**Shape boundary items:**
begin

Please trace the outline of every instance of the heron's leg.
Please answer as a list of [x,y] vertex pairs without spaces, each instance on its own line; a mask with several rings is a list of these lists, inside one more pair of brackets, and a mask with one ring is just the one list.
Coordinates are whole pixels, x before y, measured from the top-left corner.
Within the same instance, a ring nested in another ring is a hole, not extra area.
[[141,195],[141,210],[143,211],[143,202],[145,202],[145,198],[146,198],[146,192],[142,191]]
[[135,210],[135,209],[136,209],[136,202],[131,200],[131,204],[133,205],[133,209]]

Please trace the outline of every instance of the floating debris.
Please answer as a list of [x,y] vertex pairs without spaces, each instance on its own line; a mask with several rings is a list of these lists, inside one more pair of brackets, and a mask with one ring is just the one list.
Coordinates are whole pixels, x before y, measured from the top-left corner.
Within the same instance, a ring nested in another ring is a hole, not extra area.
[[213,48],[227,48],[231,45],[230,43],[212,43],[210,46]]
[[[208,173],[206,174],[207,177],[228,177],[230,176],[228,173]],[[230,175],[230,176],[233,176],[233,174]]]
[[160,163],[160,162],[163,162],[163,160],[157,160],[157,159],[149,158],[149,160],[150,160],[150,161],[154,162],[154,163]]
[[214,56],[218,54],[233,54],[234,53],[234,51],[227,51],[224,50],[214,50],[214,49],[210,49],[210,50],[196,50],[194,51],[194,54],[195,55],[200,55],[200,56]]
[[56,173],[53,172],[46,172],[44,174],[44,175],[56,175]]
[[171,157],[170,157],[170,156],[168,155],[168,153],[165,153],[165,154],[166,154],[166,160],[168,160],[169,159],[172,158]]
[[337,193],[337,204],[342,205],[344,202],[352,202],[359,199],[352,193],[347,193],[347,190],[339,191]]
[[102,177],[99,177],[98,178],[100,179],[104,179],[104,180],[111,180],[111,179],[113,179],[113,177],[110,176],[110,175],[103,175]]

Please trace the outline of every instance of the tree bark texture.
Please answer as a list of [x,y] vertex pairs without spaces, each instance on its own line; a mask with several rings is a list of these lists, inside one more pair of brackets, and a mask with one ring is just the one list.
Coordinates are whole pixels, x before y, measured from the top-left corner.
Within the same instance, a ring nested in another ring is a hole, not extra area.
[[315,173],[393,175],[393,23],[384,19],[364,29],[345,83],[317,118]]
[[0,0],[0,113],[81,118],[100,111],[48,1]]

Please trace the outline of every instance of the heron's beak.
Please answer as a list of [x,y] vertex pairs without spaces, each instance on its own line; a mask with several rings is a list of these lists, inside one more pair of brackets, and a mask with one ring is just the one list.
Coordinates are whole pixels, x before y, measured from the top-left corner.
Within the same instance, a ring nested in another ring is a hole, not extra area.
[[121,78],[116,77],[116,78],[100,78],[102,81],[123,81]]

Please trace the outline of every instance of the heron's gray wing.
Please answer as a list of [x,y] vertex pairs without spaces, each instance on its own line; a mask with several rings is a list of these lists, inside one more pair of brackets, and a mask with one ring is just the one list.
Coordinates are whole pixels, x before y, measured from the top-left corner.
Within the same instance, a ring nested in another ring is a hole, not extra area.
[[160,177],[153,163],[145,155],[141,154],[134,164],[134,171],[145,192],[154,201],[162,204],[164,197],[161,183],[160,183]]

end

**What the exercise asks:**
Arrange every line of the items above as a Markdown table with the columns Row and Line, numbering the rows and leaving out blank lines.

**Exercise solution:**
| Row | Line |
|---|---|
| 1 | Please trace the outline of every instance of the heron's leg. |
| 2 | Please answer as a list of [x,y] vertex pairs without spaces, each instance on its own line; a mask with several rings is a list of these lists, inside one more pair of brackets, and a mask with one ring is just the one list. |
| 3 | Coordinates are whole pixels, x before y, measured from the top-left corner. |
| 4 | Within the same instance, a ring nested in another ring is a hole, not extra area. |
| 5 | [[141,195],[141,210],[143,211],[143,202],[145,202],[145,198],[146,198],[146,192],[142,191]] |
| 6 | [[135,210],[135,209],[136,209],[136,202],[131,200],[131,204],[133,205],[133,209]] |
| 7 | Please trace the outline of every instance of the floating debris. |
| 8 | Please answer as a list of [x,y] vertex pairs without spaces, each instance on its own line; a mask with several rings is a list of these lists, inside one more pair of brackets, and a mask with one ring is just the one list. |
| 9 | Coordinates are whole pixels, x before y, measured from the top-left corner. |
| 10 | Within the same instance, a ring nested in another ring is a hole, not extra area. |
| 11 | [[213,48],[227,48],[231,45],[230,43],[212,43],[210,46]] |
| 12 | [[[208,173],[206,174],[207,177],[228,177],[230,176],[228,173]],[[230,175],[230,176],[233,176],[233,174]]] |
| 13 | [[160,163],[160,162],[163,162],[163,160],[157,160],[157,159],[149,158],[149,160],[150,160],[150,161],[154,162],[154,163]] |
| 14 | [[214,56],[218,54],[233,54],[234,53],[234,51],[227,51],[224,50],[214,50],[214,49],[210,49],[210,50],[196,50],[194,51],[194,54],[195,55],[200,55],[200,56]] |
| 15 | [[56,173],[53,172],[46,172],[44,174],[44,175],[56,175]] |
| 16 | [[171,157],[170,157],[170,156],[168,155],[168,153],[165,153],[165,154],[166,154],[166,160],[168,160],[169,159],[172,158]] |
| 17 | [[337,193],[337,204],[342,205],[344,202],[352,202],[359,199],[352,193],[347,193],[347,190],[339,191]] |
| 18 | [[102,177],[99,177],[98,178],[100,179],[104,179],[104,180],[111,180],[111,179],[113,179],[113,177],[110,176],[110,175],[103,175]] |
| 19 | Please trace the outline of every instance of the tree bark texture. |
| 20 | Please answer as a list of [x,y] vertex pairs without spaces, each instance on its own line; a mask with several rings is a list of these lists, inside one more pair of brackets, and a mask with one ring is just the one list. |
| 21 | Coordinates are whole pixels, x before y, measured from the top-left corner. |
| 22 | Within the same instance, a ring nested in another ring is a hole, not extra area. |
| 23 | [[315,173],[393,175],[393,23],[384,19],[364,29],[345,83],[317,118]] |
| 24 | [[0,0],[0,113],[81,118],[100,111],[48,1]] |
| 25 | Please trace the outline of every instance of the heron's beak. |
| 26 | Please answer as a list of [x,y] vertex pairs without spaces, each instance on its own line; a mask with several rings is a list of these lists, inside one more pair of brackets, and a mask with one ring is just the one list. |
| 27 | Coordinates are whole pixels, x before y, measured from the top-left corner. |
| 28 | Within the same instance, a ring nested in another ring is a hole, not extra area. |
| 29 | [[121,78],[116,77],[116,78],[100,78],[102,81],[123,81]] |
| 30 | Please trace the outline of every instance of the heron's gray wing. |
| 31 | Please answer as a list of [x,y] vertex pairs without spaces, each instance on its own line; a mask with several rings is a list of these lists, inside one more pair of brackets, and a mask with one ring is just the one list. |
| 32 | Coordinates are whole pixels, x before y, measured from the top-left corner. |
| 33 | Within the same instance, a ring nested in another ring is a hole, not extra area. |
| 34 | [[160,177],[153,163],[145,155],[141,154],[134,164],[134,171],[145,192],[154,201],[162,204],[164,197],[161,183],[160,183]] |